• _TEXT PASSAGE_
[Begin]
Wireless and cloud innovations drive mobile transport evolution.
Evolving mobile transport infrastructures is critical to remain in lockstep with a changing industry, extending the benefits of the cloud and 5G while continuing to support 4G and 3G networks. Looking at the transport network in light of changes to RAN and cloud architectures can enable mobile network operators (MNOs) to keep up with disruptions caused by shifting traffic patterns, and societal and economic changes.
Wireless networks are evolving: Centralized RAN (C-RAN) and edge cloud networking
The cost of rolling out 5G on a mass scale is driving MNOs to consider centralizing their 5G RAN baseband functionality in densely populated regions where the economics make sense. Centralization reduces CAPEX (as baseband equipment can be shared by multiple radios) and OPEX (with less equipment to maintain at cell sites).
The 3GPP has defined new RAN functional splits for 5G, giving MNOs more flexibility to place RAN functions where needed to meet constraints like performance, power, space, latency and cost. A commonly used functional split is into radio units (RUs), distributed units (DUs) and centralized units (CUs).
For now, although 5G RAN may be centralized in some locations, existing LTE decentralized RAN (D-RAN) systems will likely be left as they are to preserve existing investments. As a result, MNOs may choose to implement an LTE D-RAN + 5G C-RAN hybrid network (see Figure 1).
[End]
• _ENTRIES SHOWN_
[Begin]
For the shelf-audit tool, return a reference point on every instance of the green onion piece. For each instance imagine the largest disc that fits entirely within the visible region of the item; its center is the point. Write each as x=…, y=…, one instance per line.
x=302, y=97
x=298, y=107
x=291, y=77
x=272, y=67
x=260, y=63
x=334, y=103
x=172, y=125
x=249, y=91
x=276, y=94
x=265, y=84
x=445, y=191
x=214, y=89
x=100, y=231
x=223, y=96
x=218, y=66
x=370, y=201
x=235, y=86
[End]
• _THINGS TO DO_
A. Determine whether each statement agrees with the passage on mobile transport evolution, answering yes or no and quoting the passage's deciding words: (i) Centralizing baseband functionality lowers CAPEX because multiple radios can share baseband equipment. (ii) Existing LTE D-RAN systems will likely be replaced with C-RAN. (iii) The 3GPP has defined new RAN functional splits for 5G.
B. Duplicate the portion of the passage on mobile transport evolution that opens with the words containing "Wireless and cloud" and closes with "and economic changes.".
C. Write the next part of the passage on mobile transport evolution, starting after its final sentence.
The material is not needed for any of this.

• _EXERCISE ANSWERS_
A.
(i) Yes: "Centralization reduces CAPEX (as baseband equipment can be shared by multiple radios)"
(ii) No: "existing LTE decentralized RAN (D-RAN) systems will likely be left as they are to preserve existing investments"
(iii) Yes: "The 3GPP has defined new RAN functional splits for 5G"

B.
Wireless and cloud innovations drive mobile transport evolution.
Evolving mobile transport infrastructures is critical to remain in lockstep with a changing industry, extending the benefits of the cloud and 5G while continuing to support 4G and 3G networks. Looking at the transport network in light of changes to RAN and cloud architectures can enable mobile network operators (MNOs) to keep up with disruptions caused by shifting traffic patterns, and societal and economic changes.

C.
Figure 1: LTE D-RAN + 5G C-RAN hybrid network
To keep up with additional radio capacity, MNOs need to upgrade their mobile transport network to support growing bandwidth demands and enable RAN architecture changes.
As 5G traffic scales up, virtualized RAN (vRAN) and Open RAN (O-RAN) architectures will provide more flexibility and will be more economical than adding physical baseband units. Centralization provides a path to vRAN and O-RAN.
Cloud networking at the edge is another important development. MNOs need to support applications closer to users to improve user experience and to reduce the amount of traffic being carried across their networks. To do this, MNOs can set up edge cloud architectures at their aggregation or edge sites (see Figure 2) to support user applications and virtual RAN and mobile packet core functions.
In Figure 2, the transmission from a gaming user is received by the 5G RU at the cell site, then transmitted to the 5G DU at the aggregation node. From there, the transmission moves to the edge node for processing by the virtual CU (vCU) and the edge packet core functions before being delivered to the gaming application’s compute functionality. IP routers provide the end-to-end connectivity between the physical and virtual mobile network functions and the gaming application.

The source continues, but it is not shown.